Stated task:
Repeat all entries exactly.

-- begin Data to use --

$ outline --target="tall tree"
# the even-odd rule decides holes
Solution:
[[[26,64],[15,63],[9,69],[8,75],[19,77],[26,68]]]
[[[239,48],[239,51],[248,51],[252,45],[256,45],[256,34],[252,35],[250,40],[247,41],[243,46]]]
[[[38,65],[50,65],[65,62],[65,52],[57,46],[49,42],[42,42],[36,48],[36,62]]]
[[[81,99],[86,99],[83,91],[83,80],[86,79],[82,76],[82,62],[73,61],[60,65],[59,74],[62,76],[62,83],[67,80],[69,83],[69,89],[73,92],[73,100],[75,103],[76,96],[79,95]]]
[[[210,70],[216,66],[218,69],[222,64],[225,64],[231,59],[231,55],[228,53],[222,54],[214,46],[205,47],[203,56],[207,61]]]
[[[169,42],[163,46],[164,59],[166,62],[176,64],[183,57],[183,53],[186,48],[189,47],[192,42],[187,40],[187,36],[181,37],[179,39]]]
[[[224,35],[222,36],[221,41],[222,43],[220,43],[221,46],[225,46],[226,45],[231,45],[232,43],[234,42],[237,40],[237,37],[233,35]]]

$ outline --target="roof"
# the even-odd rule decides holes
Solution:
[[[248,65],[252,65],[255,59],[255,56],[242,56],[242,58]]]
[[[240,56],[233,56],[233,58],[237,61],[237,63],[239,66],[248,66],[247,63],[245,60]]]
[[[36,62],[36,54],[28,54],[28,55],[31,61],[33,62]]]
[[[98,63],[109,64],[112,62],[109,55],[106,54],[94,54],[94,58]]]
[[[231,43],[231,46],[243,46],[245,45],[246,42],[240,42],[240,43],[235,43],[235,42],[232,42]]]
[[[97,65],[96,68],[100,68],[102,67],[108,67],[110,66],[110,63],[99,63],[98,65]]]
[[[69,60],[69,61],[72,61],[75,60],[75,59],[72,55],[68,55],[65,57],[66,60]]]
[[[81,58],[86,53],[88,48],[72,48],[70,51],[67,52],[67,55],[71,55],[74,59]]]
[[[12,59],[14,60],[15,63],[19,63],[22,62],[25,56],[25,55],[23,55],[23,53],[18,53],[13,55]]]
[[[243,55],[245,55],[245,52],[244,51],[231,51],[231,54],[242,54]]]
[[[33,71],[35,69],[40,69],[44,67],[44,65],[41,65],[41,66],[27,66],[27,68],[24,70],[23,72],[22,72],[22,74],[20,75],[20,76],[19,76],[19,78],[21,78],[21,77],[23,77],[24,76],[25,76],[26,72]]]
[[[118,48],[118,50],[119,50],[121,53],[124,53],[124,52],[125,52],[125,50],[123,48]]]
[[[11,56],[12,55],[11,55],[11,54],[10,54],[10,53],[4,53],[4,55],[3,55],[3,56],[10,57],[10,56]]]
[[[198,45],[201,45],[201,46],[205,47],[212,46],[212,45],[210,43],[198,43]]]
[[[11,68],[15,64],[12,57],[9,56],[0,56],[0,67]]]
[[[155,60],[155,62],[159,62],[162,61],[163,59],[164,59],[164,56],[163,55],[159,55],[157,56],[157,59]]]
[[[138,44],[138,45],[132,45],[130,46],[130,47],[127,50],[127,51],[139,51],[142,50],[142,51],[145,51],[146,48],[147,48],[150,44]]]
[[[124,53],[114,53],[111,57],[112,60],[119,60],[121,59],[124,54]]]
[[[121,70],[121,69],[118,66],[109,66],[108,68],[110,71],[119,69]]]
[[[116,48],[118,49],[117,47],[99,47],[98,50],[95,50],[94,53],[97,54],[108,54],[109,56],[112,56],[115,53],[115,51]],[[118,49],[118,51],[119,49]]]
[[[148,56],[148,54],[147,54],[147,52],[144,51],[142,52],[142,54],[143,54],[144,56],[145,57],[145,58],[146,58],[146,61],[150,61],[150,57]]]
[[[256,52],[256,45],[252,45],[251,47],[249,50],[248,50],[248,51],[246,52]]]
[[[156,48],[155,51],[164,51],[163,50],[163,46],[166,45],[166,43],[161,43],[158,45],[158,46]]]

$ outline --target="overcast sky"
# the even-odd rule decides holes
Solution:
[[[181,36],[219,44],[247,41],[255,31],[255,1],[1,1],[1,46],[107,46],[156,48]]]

-- end Data to use --

Final answer:
$ outline --target="tall tree"
# the even-odd rule decides holes
Solution:
[[[26,64],[15,63],[9,69],[8,75],[19,77],[26,68]]]
[[[239,48],[239,51],[248,51],[252,45],[256,45],[256,34],[252,35],[250,40],[247,41],[243,46]]]
[[[38,65],[50,65],[65,62],[65,52],[57,46],[49,42],[42,42],[36,48],[36,62]]]
[[[81,99],[86,99],[83,91],[83,80],[86,79],[82,76],[82,62],[73,61],[60,65],[59,74],[62,76],[62,83],[67,80],[69,83],[69,89],[73,92],[73,100],[75,103],[76,96],[79,95]]]
[[[210,70],[216,66],[218,69],[222,64],[225,64],[231,59],[231,55],[228,53],[222,54],[214,46],[205,47],[203,56],[207,61]]]
[[[169,42],[163,46],[164,59],[166,62],[176,64],[183,57],[183,53],[186,48],[189,47],[192,42],[187,40],[187,36],[181,37],[179,39]]]
[[[224,35],[222,36],[221,41],[222,43],[220,43],[221,46],[225,46],[226,45],[231,45],[232,43],[234,42],[237,40],[237,37],[233,35]]]

$ outline --target="roof"
# the even-odd rule decides holes
Solution:
[[[248,65],[252,65],[255,59],[255,56],[242,56],[242,58]]]
[[[240,56],[233,56],[233,58],[237,61],[237,63],[239,66],[248,66],[247,63],[245,60]]]
[[[36,62],[36,54],[28,54],[28,55],[31,61],[33,62]]]
[[[98,63],[109,64],[112,62],[109,55],[106,54],[94,54],[94,58]]]
[[[231,43],[231,46],[243,46],[245,45],[246,42],[240,42],[240,43],[235,43],[235,42],[232,42]]]
[[[97,65],[96,68],[100,68],[102,67],[108,67],[110,66],[110,63],[99,63],[98,65]]]
[[[69,60],[69,61],[72,61],[75,60],[75,59],[72,55],[68,55],[65,57],[66,60]]]
[[[81,58],[86,53],[88,48],[72,48],[70,51],[67,52],[67,55],[71,55],[74,59]]]
[[[12,59],[14,60],[15,63],[19,63],[22,62],[25,56],[25,55],[23,55],[23,53],[18,53],[13,55]]]
[[[243,55],[245,55],[245,52],[244,51],[231,51],[231,54],[242,54]]]
[[[33,71],[35,69],[40,69],[44,67],[44,65],[41,65],[41,66],[27,66],[27,68],[24,70],[23,72],[22,72],[22,74],[20,75],[20,76],[19,76],[19,78],[21,78],[21,77],[23,77],[24,76],[25,76],[26,72]]]
[[[118,48],[118,50],[119,50],[121,53],[124,53],[124,52],[125,52],[125,50],[123,48]]]
[[[11,56],[12,55],[11,55],[11,54],[10,54],[10,53],[4,53],[4,55],[3,55],[3,56],[10,57],[10,56]]]
[[[198,45],[201,45],[201,46],[205,47],[212,46],[212,45],[210,43],[198,43]]]
[[[11,68],[15,64],[12,57],[9,56],[0,56],[0,67]]]
[[[155,60],[155,62],[159,62],[162,61],[163,59],[164,59],[164,56],[163,55],[159,55],[157,56],[157,59]]]
[[[138,44],[138,45],[132,45],[130,46],[130,47],[127,50],[127,51],[139,51],[142,50],[142,51],[145,51],[146,48],[147,48],[150,44]]]
[[[124,53],[114,53],[111,57],[112,60],[119,60],[121,59],[124,54]]]
[[[121,70],[121,69],[118,66],[109,66],[108,68],[110,71],[119,69]]]
[[[116,48],[118,49],[117,47],[99,47],[98,50],[95,50],[94,53],[97,54],[108,54],[109,56],[112,56],[115,53],[115,51]],[[118,49],[118,51],[119,49]]]
[[[148,56],[148,54],[147,54],[147,52],[144,51],[142,52],[142,54],[143,54],[144,56],[145,57],[145,58],[146,58],[146,61],[150,61],[150,57]]]
[[[256,52],[256,45],[252,45],[251,47],[249,50],[248,50],[248,51],[246,52]]]
[[[156,48],[155,51],[164,51],[163,50],[163,46],[166,45],[166,43],[161,43],[158,45],[158,46]]]

$ outline --target="overcast sky"
# the even-odd rule decides holes
Solution:
[[[181,36],[219,44],[247,41],[255,31],[255,1],[1,1],[1,46],[107,46],[156,48]]]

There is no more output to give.